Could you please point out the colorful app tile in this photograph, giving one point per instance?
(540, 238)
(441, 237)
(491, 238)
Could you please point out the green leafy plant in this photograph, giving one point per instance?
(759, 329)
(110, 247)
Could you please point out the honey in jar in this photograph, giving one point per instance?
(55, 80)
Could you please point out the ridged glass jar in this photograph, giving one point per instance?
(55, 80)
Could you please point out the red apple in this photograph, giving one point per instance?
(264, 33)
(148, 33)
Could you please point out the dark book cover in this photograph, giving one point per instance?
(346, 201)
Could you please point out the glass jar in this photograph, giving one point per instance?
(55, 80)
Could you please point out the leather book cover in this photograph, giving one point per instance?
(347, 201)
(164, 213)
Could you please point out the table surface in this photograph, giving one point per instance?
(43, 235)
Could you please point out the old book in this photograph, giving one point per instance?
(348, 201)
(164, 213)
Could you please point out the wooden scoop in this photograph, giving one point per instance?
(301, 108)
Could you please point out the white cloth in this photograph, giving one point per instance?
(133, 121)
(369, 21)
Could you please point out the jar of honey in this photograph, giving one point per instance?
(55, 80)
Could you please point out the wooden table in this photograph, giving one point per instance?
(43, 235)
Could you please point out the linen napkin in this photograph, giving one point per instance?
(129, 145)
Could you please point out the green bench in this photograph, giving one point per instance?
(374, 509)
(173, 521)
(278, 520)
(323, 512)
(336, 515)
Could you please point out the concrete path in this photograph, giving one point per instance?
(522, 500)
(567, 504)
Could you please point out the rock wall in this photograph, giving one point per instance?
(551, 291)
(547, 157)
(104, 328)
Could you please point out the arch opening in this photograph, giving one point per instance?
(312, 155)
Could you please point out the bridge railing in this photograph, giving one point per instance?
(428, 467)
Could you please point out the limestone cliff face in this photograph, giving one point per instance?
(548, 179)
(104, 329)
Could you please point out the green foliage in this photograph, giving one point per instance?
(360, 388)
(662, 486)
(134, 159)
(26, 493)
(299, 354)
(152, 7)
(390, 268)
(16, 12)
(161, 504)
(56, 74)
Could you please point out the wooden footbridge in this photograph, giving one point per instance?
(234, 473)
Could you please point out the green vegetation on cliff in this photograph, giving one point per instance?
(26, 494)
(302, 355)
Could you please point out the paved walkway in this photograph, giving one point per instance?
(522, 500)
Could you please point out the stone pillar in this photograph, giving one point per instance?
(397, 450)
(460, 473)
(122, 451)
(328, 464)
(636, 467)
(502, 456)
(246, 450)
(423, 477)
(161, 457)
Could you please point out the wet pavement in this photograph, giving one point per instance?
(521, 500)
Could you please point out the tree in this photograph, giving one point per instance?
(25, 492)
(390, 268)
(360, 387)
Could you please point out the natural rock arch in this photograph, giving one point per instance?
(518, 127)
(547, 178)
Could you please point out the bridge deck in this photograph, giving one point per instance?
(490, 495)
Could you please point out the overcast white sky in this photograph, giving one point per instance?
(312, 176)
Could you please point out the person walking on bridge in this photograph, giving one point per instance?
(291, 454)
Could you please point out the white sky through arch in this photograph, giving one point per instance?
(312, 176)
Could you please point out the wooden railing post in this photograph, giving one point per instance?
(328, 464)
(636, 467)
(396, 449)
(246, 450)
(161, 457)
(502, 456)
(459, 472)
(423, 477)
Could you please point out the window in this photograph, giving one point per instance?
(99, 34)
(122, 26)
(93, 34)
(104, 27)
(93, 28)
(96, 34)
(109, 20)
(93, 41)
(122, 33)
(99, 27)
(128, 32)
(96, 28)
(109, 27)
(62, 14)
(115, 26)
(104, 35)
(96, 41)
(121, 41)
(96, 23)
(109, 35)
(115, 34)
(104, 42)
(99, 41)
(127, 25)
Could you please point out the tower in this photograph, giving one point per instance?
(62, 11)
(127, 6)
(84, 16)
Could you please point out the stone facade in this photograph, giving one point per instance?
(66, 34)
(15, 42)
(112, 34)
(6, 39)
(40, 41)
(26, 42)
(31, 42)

### Your assignment
Copy all of the data above, character for character.

### Task answer
Could you please point out the colorful app tile in this photograph, giving one point per instance?
(540, 238)
(441, 237)
(491, 238)
Could you please point out the green leafy plant in this photograph, giving one point per instance?
(759, 329)
(110, 247)
Could you please point out the honey in jar in this photograph, giving one point per instance?
(55, 80)
Could you please point out the ridged glass jar in this photograph, giving one point per instance?
(55, 80)
Could you please point out the red apple in this photograph, giving one point per instance?
(264, 33)
(148, 33)
Could you please point out the dark book cover in this photograph, giving one point per instance?
(346, 201)
Could you please point out the glass jar in this photograph, giving one point per instance?
(55, 80)
Could you please point out the leather book cover in this photograph, giving one point per instance?
(347, 201)
(164, 213)
Could you please point out the table surface in this photograph, giving one point per instance?
(43, 235)
Could you please point out the old book in this photograph, giving one point per instance?
(348, 201)
(164, 213)
Could you please point out the wooden scoop in this photograph, giving one point per instance?
(301, 108)
Could you please point out the white cloth in this photograph, giving one point per instance?
(133, 121)
(369, 21)
Could you please point out the jar of honey in this photograph, giving one point per instance?
(55, 80)
Could you please point out the wooden table in this photograph, giving one point per instance?
(43, 235)
Could you please point out the linen napkin in this photograph, giving one point per instance?
(129, 145)
Could you please point out the green bench in this photograph, giving one point per instance?
(374, 509)
(173, 521)
(278, 520)
(323, 512)
(336, 515)
Could you please point out the concrete path in this photograph, giving one point per instance?
(522, 500)
(567, 504)
Could you please point out the rock wall in this photograph, giving one point per instance?
(551, 291)
(547, 157)
(104, 328)
Could you please point out the arch opening in this photograph, giving one point per instance?
(312, 155)
Could you please point out the bridge railing in this photograph, giving one point per instance?
(428, 467)
Could you please point out the limestone cliff face in this photograph, giving one point per instance?
(548, 179)
(104, 329)
Could you please point out the green foliage in this photograph, giving one point per instance?
(360, 388)
(662, 486)
(134, 159)
(26, 493)
(299, 354)
(152, 7)
(390, 268)
(16, 12)
(161, 504)
(56, 74)
Could you please point out the wooden footbridge in this photograph, giving one point per instance?
(234, 473)
Could you please point out the green vegetation on cliff in this photograph, giving one point per instance?
(26, 494)
(302, 355)
Could you please point out the paved walkway in this photograph, giving one point per instance?
(522, 500)
Could you please point out the stone pillar in this photograph, giving one point per instance?
(397, 450)
(460, 473)
(122, 451)
(328, 464)
(636, 467)
(502, 456)
(246, 450)
(423, 477)
(161, 457)
Could you please point out the wet pavement in this photograph, giving one point per instance?
(521, 500)
Could you please point out the tree in this photograph, giving one point per instance?
(25, 492)
(390, 268)
(360, 387)
Could you please point out the natural rock arch in this photograph, giving one point per instance?
(518, 127)
(547, 178)
Could you please point out the bridge deck in this photograph, giving one point per instance?
(490, 495)
Could you please point out the overcast white sky in this photograph, giving one point per instance?
(312, 176)
Could you please point out the person walking on bridge in this photograph, giving one point per instance?
(291, 454)
Could you please point out the white sky through arch in this photograph, giving one point per instance?
(312, 176)
Could you please point out the wooden railing post in this photograph, giving one point per instance?
(328, 464)
(636, 467)
(396, 449)
(246, 450)
(161, 457)
(502, 456)
(459, 472)
(423, 477)
Could you please point out the window in this photograph, giving one point per instance?
(99, 34)
(122, 26)
(93, 34)
(104, 27)
(93, 28)
(96, 34)
(109, 20)
(93, 41)
(122, 33)
(99, 27)
(128, 32)
(96, 28)
(109, 27)
(62, 14)
(115, 26)
(104, 35)
(96, 41)
(121, 41)
(96, 23)
(109, 35)
(115, 34)
(104, 42)
(99, 41)
(127, 25)
Could you please point out the tower in this photograph, giving one point per instance?
(62, 11)
(127, 6)
(84, 16)
Could you please point out the stone facade in this photograph, giving one point per instance?
(66, 34)
(15, 42)
(112, 34)
(6, 39)
(40, 41)
(26, 42)
(31, 42)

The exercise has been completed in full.